Mengenai perbedaan pandangan apakah mayat yang dikubur harus utuh, buku modul Kejaksaan menuliskan bahwa tetap harus dipandang sebagai mayat sekalipun hanya tulang belulang yang ada. Misalnya, pemindahan kerangkan pahlawan dari suatu TPU ke TMP, atau pemindahan tulang belulang leluhur dari suatu lokasi ke kampung asal tokoh bersangkutan.
Juru Bicara Pemerintah untuk penanganan virus Covid-19, Achmad Yurianto, meminta secara terbuka agar tidak ada lagi masyarakat yang menolak penguburan jenazah orang yang terjangkit Covid-19. Menurut dia, setiap korban Covid-19 telah ditangani sesuai protokol kesehatan dan penanganan mayat. “Pengurusan jenazah yang terpapar Covid-19 telah dilakukan sesuai dengan protokol medis yang ada dan dilaksanakan oleh pihak-pihak yang telah terlatih dan berwenang untuk melakukan itu, jelas Yuri dalam konperensi pers yang disiarkan lewat kanal media sosial pada Sabtu (11/4).

Entri Tersimpan:
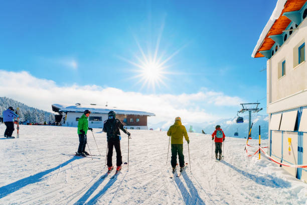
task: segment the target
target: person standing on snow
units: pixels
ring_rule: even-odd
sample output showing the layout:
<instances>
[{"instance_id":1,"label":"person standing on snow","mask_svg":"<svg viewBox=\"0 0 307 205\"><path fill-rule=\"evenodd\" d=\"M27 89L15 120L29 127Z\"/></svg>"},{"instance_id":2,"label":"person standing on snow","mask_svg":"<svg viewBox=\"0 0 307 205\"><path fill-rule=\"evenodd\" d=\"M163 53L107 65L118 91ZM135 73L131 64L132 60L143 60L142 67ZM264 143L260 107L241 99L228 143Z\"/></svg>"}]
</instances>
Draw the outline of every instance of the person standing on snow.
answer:
<instances>
[{"instance_id":1,"label":"person standing on snow","mask_svg":"<svg viewBox=\"0 0 307 205\"><path fill-rule=\"evenodd\" d=\"M177 164L177 153L179 158L180 171L185 167L185 156L183 155L183 137L190 143L188 133L185 126L181 124L181 119L179 117L175 118L174 125L171 126L168 131L168 136L171 138L172 158L171 164L174 171Z\"/></svg>"},{"instance_id":2,"label":"person standing on snow","mask_svg":"<svg viewBox=\"0 0 307 205\"><path fill-rule=\"evenodd\" d=\"M18 115L13 111L14 109L12 106L8 108L8 110L4 111L2 113L3 116L3 122L7 126L7 129L5 132L4 137L6 138L15 138L12 136L12 134L15 130L14 129L14 118L18 118Z\"/></svg>"},{"instance_id":3,"label":"person standing on snow","mask_svg":"<svg viewBox=\"0 0 307 205\"><path fill-rule=\"evenodd\" d=\"M119 120L115 119L116 114L114 111L110 111L108 113L108 120L103 123L103 132L107 133L107 141L108 143L108 154L107 165L108 170L112 169L112 156L113 155L113 147L116 152L116 171L121 169L122 161L121 160L121 151L120 151L120 132L119 129L128 135L130 138L130 133L123 128L123 125Z\"/></svg>"},{"instance_id":4,"label":"person standing on snow","mask_svg":"<svg viewBox=\"0 0 307 205\"><path fill-rule=\"evenodd\" d=\"M222 144L225 140L225 134L219 125L215 126L215 131L212 133L213 140L215 143L215 159L218 159L218 153L219 153L219 160L220 160L222 159Z\"/></svg>"},{"instance_id":5,"label":"person standing on snow","mask_svg":"<svg viewBox=\"0 0 307 205\"><path fill-rule=\"evenodd\" d=\"M88 110L84 111L84 114L79 119L78 122L78 135L79 135L79 147L78 152L76 152L76 155L82 156L89 155L87 152L85 151L85 146L87 143L86 134L87 131L90 130L93 131L92 128L88 127L88 121L87 120L91 112Z\"/></svg>"}]
</instances>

Perintah Latihan: Lanjutkan teks tentang penguburan jenazah korban Covid-19, mulai setelah kalimat terakhir yang ditampilkan.

Jawaban Tugas:
Fatwa MUI
Dalam penjelasannya, Yuri juga menyinggung bahwa penanganan jenazah orang yang terpapar Covid-19 sudah disesuaikan dengan Fatwa Majelis Ulama Indonesia bagi korban yang beragama Islam.
Pada 27 Maret lalu, MUI menerbitkan Fatwa No. 18 Tahun 2020 tentang Pedoman Pengurusan Jenazah (Tahniz al-Jana’iz) Muslim yang Terinfeksi Covid-19. Fatwa ini diteken Ketua dan Sekretaris Komisi Fatwa MUI, H. Hasanuddin AF dan HM Asrorun Ni’am Sholeh, dan diperkuat oleh Wakil Ketua Umum MUI Muhyiddin Junaedi dan Sekretaris Jenderal , H. Anwar Abbas.
Dengan mempertimbangkan beberapa dalil yang berlaku dalam hukum Islam, MUI membuat beberapa ketentuan hukum pengurusan jenazah yang terpapar Covid-19. Misalnya, memandikan dan mengkafani harus dilakukan sesuai protokol medis dan dilakukan orang yang berwenang serta tetap memperhatikan syarat. Sedangkan untuk menshalatkan dan menguburkan tetap dilakukan seperti biasa dengan menjaga agar yang mengubur dan menshalatkan tidak terpapar virus.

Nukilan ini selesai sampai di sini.